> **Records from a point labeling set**
Start

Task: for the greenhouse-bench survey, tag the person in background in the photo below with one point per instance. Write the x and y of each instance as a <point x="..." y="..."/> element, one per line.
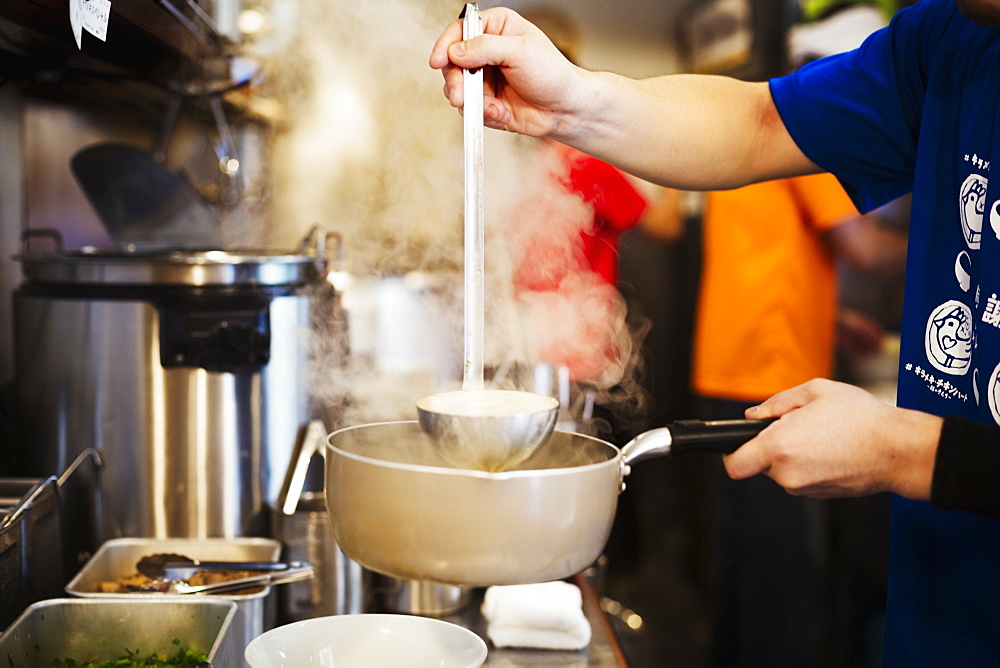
<point x="767" y="321"/>
<point x="913" y="109"/>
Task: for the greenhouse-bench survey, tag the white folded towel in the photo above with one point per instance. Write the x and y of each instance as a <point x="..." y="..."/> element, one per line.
<point x="547" y="615"/>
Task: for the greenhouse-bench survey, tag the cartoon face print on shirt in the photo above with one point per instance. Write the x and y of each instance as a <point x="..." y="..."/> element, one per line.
<point x="948" y="338"/>
<point x="995" y="218"/>
<point x="993" y="393"/>
<point x="972" y="205"/>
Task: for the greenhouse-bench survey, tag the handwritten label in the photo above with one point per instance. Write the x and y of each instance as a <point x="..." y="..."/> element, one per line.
<point x="89" y="15"/>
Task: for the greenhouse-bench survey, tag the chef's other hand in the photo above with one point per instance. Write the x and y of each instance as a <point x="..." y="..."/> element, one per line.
<point x="835" y="440"/>
<point x="528" y="83"/>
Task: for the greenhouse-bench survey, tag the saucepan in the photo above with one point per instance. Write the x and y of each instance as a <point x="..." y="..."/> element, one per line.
<point x="398" y="507"/>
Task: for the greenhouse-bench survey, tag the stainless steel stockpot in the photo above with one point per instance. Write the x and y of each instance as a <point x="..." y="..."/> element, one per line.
<point x="188" y="370"/>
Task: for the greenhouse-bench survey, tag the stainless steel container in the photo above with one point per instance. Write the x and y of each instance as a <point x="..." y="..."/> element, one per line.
<point x="300" y="522"/>
<point x="340" y="586"/>
<point x="187" y="370"/>
<point x="255" y="613"/>
<point x="31" y="556"/>
<point x="81" y="630"/>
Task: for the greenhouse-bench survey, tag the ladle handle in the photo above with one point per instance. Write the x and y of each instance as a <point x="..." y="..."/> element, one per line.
<point x="722" y="436"/>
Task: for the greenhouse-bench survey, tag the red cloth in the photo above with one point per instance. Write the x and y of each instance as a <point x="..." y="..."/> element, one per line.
<point x="618" y="206"/>
<point x="565" y="239"/>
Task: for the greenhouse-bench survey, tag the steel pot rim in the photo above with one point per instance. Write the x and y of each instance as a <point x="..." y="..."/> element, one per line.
<point x="614" y="459"/>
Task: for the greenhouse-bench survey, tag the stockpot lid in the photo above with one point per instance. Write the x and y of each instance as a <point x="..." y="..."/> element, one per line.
<point x="172" y="267"/>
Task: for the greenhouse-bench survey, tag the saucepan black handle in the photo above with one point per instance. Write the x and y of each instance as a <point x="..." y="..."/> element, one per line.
<point x="723" y="436"/>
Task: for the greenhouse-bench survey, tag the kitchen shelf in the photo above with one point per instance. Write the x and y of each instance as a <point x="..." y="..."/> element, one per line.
<point x="144" y="38"/>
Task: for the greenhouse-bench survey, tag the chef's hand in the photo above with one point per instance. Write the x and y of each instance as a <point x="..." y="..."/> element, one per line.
<point x="529" y="83"/>
<point x="835" y="440"/>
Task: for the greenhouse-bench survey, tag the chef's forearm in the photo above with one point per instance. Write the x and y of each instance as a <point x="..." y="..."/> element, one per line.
<point x="967" y="467"/>
<point x="690" y="132"/>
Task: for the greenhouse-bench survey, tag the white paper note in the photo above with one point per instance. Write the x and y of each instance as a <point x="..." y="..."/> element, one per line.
<point x="89" y="15"/>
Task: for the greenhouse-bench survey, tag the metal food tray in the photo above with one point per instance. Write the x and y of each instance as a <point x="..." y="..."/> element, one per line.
<point x="256" y="612"/>
<point x="84" y="629"/>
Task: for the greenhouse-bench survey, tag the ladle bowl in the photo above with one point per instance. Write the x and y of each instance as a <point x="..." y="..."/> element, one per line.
<point x="487" y="430"/>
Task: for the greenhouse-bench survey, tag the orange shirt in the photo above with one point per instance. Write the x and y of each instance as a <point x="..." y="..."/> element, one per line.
<point x="768" y="302"/>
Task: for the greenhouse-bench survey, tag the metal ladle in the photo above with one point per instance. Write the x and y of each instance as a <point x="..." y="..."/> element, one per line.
<point x="475" y="428"/>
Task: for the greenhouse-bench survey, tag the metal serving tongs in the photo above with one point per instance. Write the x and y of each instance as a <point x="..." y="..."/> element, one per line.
<point x="295" y="573"/>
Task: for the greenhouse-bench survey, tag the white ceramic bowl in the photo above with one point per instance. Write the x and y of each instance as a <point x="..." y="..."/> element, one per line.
<point x="367" y="641"/>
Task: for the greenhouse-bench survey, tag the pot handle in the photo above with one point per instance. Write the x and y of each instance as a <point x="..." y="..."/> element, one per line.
<point x="722" y="436"/>
<point x="307" y="445"/>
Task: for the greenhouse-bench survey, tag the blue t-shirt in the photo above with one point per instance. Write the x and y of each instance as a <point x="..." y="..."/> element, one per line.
<point x="917" y="107"/>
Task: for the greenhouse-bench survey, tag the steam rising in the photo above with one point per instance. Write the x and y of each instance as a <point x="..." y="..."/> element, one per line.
<point x="368" y="148"/>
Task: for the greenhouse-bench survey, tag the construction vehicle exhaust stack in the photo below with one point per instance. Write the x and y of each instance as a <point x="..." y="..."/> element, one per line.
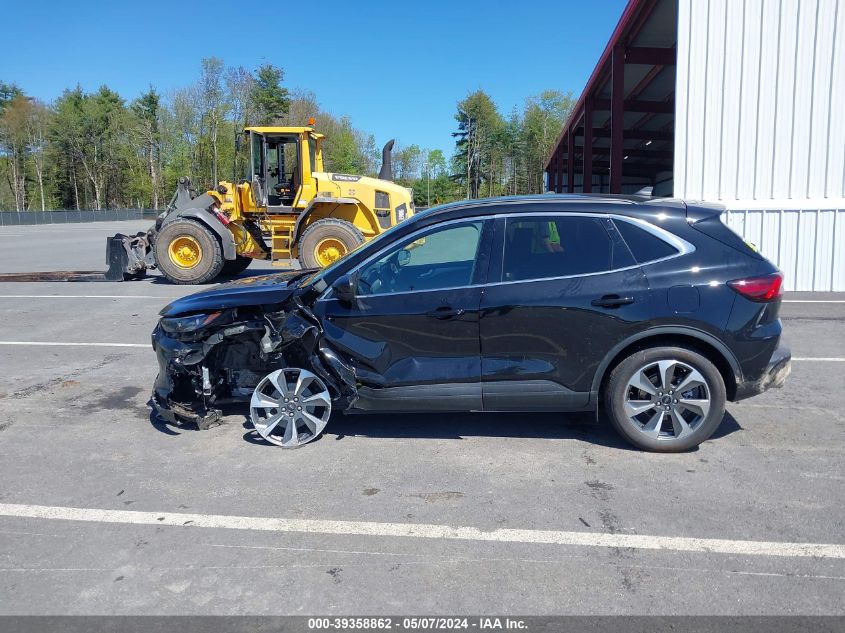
<point x="286" y="208"/>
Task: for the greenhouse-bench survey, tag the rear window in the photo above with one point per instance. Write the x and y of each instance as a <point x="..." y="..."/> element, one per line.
<point x="645" y="246"/>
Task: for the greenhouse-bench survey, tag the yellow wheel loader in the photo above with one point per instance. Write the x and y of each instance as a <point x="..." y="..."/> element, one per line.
<point x="287" y="208"/>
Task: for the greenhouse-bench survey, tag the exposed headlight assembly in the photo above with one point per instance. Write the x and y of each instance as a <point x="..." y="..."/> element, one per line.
<point x="192" y="323"/>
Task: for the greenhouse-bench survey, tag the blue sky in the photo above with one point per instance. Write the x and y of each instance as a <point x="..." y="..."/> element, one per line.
<point x="396" y="68"/>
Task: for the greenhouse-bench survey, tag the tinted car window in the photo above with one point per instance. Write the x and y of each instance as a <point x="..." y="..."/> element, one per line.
<point x="558" y="246"/>
<point x="645" y="246"/>
<point x="443" y="258"/>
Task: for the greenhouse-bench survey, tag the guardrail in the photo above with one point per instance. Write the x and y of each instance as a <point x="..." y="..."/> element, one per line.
<point x="14" y="218"/>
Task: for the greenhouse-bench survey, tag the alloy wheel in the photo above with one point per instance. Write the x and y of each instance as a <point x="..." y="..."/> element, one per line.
<point x="290" y="407"/>
<point x="667" y="399"/>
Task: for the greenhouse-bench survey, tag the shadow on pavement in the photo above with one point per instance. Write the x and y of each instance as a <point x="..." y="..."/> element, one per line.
<point x="581" y="426"/>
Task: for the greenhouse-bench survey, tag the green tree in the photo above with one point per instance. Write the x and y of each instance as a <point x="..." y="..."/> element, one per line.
<point x="14" y="144"/>
<point x="147" y="111"/>
<point x="406" y="161"/>
<point x="92" y="129"/>
<point x="543" y="118"/>
<point x="475" y="146"/>
<point x="271" y="100"/>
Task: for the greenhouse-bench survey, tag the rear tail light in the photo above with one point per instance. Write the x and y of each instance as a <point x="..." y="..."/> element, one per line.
<point x="760" y="289"/>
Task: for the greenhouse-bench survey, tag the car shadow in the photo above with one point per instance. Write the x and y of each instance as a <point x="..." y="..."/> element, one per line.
<point x="582" y="426"/>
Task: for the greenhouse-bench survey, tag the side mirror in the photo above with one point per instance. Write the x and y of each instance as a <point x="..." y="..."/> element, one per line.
<point x="344" y="289"/>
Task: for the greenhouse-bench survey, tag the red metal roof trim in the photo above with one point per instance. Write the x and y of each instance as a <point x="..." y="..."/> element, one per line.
<point x="622" y="27"/>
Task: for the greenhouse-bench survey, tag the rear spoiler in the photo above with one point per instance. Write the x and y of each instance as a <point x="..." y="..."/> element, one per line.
<point x="706" y="217"/>
<point x="698" y="211"/>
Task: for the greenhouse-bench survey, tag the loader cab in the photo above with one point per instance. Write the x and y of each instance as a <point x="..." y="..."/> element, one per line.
<point x="282" y="163"/>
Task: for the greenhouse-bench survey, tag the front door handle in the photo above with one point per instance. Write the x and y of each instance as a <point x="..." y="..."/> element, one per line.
<point x="446" y="312"/>
<point x="611" y="301"/>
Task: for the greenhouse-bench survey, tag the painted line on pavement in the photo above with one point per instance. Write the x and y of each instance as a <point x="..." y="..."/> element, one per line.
<point x="427" y="531"/>
<point x="86" y="297"/>
<point x="66" y="344"/>
<point x="57" y="344"/>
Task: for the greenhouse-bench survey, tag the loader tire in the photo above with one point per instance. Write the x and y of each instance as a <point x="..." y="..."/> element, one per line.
<point x="326" y="241"/>
<point x="186" y="252"/>
<point x="235" y="266"/>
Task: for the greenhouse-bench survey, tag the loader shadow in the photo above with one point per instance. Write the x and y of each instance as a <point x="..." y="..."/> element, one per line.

End

Write out only the final block of lines, starting at the line with "Task: for the greenhouse-bench survey, tag the red metal" and running to the end of the material.

> **FULL RESPONSE**
Task: for the greenhouse-bench survey, tag the red metal roof trim in the photo above with one point per instance. Write the x and y of each instance as a <point x="..." y="..."/> element, one per line.
<point x="622" y="27"/>
Task: for the greenhouse-bench survey, tag the rear spoiler in the photo above with one point per instance. Write the x and y of each instance as a <point x="..." y="..."/> element, one per line.
<point x="706" y="217"/>
<point x="698" y="211"/>
Task: for the greenhouse-bench survey, tag the loader cab in the photo above with one point per instance. Write the x and y of each instance as a <point x="..." y="..."/> element, one per line.
<point x="282" y="163"/>
Task: for the greenhouse-bench survey, tag the front door handle in the photo above with one point per instance. Write the x and y of each instance as a <point x="..." y="..."/> element, one per line.
<point x="446" y="312"/>
<point x="611" y="301"/>
Task: for the greenhouse-bench survey, tag the painted line on pavement in the photo above with one point per instance. Write the x and y of each instance as a <point x="..." y="..."/> element, one per line.
<point x="427" y="531"/>
<point x="86" y="297"/>
<point x="66" y="344"/>
<point x="57" y="344"/>
Task: for the greenhouse-bench survey, tag the loader tire in the photo above with one point per instance. Write the x and y of each instance as a <point x="..." y="..."/> element, one per line.
<point x="326" y="241"/>
<point x="186" y="252"/>
<point x="235" y="266"/>
Task: for the greenhouse-bench survey, tag the loader shadow in the photo above with one point per instance. Write the x and y of each instance as a <point x="..." y="..."/> element, one per line.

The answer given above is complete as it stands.